[Recorded data]
□ □ □
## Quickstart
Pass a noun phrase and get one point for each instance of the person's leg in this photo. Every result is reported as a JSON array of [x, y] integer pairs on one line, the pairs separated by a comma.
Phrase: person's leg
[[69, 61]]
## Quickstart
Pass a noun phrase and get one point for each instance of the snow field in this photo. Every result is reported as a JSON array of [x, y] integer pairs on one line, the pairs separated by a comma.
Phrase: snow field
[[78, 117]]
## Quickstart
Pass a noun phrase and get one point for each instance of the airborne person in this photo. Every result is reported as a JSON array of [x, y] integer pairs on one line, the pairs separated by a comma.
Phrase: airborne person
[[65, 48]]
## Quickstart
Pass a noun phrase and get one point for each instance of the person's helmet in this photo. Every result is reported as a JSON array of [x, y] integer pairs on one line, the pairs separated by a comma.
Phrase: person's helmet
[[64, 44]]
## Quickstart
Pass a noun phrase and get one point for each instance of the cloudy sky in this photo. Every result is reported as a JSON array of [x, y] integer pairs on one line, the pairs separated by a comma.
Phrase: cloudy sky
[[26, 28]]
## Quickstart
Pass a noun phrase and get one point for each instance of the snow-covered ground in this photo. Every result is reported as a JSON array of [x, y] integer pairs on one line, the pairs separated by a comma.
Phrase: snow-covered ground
□ □ □
Format every line of the listing above as a numbered list, leaving out any blank lines.

▶ [Solution for this problem]
1. ## Quickstart
2. Pass a noun phrase and get one point for each instance of the person's leg in this photo. Every result is reported as a JSON array of [x, y] integer pairs on one line, the pairs separated by a comma.
3. Phrase: person's leg
4. [[69, 61]]
5. ## Quickstart
6. Pass a noun phrase and get one point for each instance of the snow field in this photo. Every result is reported as a JSON array of [x, y] integer pairs on one line, the pairs separated by a comma.
7. Phrase: snow field
8. [[78, 117]]
9. ## Quickstart
10. Pass a noun phrase and get one point for each instance of the airborne person in this photo. Every result is reported as a JSON array of [x, y] integer pairs on one line, the pairs separated by a comma.
11. Phrase: airborne person
12. [[65, 48]]
13. ## Quickstart
14. Pass a noun phrase and get one point for each instance of the person's helmet in this photo. Every result is reported as a JSON array of [x, y] integer pairs on one line, the pairs separated by a comma.
15. Phrase: person's helmet
16. [[64, 44]]
17. ## Quickstart
18. Pass a noun phrase and get one point for each instance of the cloudy sky in this photo. Every result is reported as a JSON array of [x, y] integer pairs on one line, the pairs separated by a comma.
19. Phrase: cloudy sky
20. [[26, 28]]
21. ## Quickstart
22. Pass a noun phrase and get one point for each instance of the snow-covered ground in this photo. Every result is reported as a JSON array of [x, y] integer pairs on one line, the pairs separated by a comma.
23. Phrase: snow-covered ground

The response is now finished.